Excerpts from point annotation data
***

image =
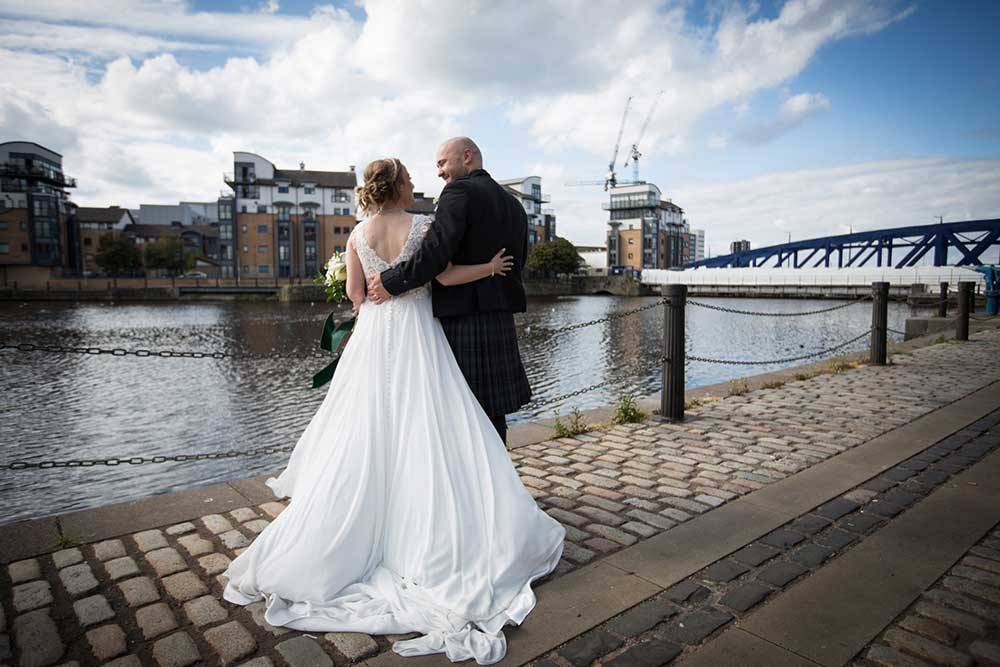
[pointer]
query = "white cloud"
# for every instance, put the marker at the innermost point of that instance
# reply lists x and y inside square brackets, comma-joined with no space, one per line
[88,42]
[794,111]
[332,90]
[819,202]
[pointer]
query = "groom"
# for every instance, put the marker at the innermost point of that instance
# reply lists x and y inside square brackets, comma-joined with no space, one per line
[475,217]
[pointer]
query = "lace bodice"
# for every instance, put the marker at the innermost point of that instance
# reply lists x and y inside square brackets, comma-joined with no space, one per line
[372,263]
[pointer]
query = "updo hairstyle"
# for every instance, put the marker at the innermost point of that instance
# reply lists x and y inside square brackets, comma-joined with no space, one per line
[381,187]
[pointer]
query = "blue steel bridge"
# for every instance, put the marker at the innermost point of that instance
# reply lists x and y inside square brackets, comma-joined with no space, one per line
[898,247]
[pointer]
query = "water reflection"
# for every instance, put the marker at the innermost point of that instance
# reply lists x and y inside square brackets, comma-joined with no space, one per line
[82,406]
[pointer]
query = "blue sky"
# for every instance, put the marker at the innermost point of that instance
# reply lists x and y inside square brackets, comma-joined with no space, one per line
[802,117]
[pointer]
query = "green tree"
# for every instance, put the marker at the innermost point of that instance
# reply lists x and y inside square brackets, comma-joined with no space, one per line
[166,253]
[117,255]
[556,256]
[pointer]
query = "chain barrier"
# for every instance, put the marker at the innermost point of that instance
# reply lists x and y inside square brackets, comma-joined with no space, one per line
[740,362]
[760,313]
[163,354]
[137,460]
[262,451]
[608,318]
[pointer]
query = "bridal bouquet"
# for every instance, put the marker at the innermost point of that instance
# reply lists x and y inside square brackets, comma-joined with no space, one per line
[333,278]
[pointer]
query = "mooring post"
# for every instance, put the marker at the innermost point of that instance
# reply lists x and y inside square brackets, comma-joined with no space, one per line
[880,323]
[672,393]
[964,308]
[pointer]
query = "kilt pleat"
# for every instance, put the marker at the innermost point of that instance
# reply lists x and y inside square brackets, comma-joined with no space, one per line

***

Identify every line in the records above that contains the word "blue", and copy each of those lines.

* _EXERCISE SOLUTION_:
query = "blue steel bridge"
query = "blue sky"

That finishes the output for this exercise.